BEGIN RECORDS TO USE

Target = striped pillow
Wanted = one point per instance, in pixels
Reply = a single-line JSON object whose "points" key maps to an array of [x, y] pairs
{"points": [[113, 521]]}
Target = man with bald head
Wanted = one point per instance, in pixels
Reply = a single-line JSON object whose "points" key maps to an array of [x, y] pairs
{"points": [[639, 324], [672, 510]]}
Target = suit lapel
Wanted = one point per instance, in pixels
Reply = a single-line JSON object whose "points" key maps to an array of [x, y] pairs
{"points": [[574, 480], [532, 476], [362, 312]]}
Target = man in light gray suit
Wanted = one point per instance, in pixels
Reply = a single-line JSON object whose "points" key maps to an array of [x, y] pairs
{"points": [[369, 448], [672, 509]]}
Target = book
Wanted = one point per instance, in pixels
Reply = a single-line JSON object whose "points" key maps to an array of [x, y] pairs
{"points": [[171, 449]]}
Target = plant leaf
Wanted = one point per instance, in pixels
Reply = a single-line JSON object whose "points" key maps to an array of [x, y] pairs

END RECORDS TO USE

• **TASK BRIEF**: The records above are to be copied in full, exactly as written.

• **ANSWER TO THE EXERCISE**:
Target = striped pillow
Wanted = one point per instance, in pixels
Reply = a single-line JSON object whose "points" key maps to an array of [x, y] pairs
{"points": [[113, 521]]}
Target = man with bald head
Wanted = one point per instance, in pixels
Reply = a single-line JSON object whose "points" key maps to an array of [x, y] pairs
{"points": [[639, 324], [672, 510]]}
Target = suit lapel
Wanted = one point per instance, in pixels
Reply = a single-line JSON object whose "points" key maps to an array of [x, y] pairs
{"points": [[574, 480], [532, 476], [362, 312]]}
Target = man in light gray suit
Wanted = one point per instance, in pixels
Reply = a single-line JSON object whose "points" key maps to an array of [x, y] pairs
{"points": [[369, 448], [672, 509]]}
Target = book
Wanted = one point per instance, in pixels
Reply = a single-line JSON object whose "points" key maps to an array of [x, y] pairs
{"points": [[171, 449]]}
Target = plant leaf
Wanted = one point per instance, in pixels
Reply = a single-line JSON object whose "points" key maps to an array of [x, y] pairs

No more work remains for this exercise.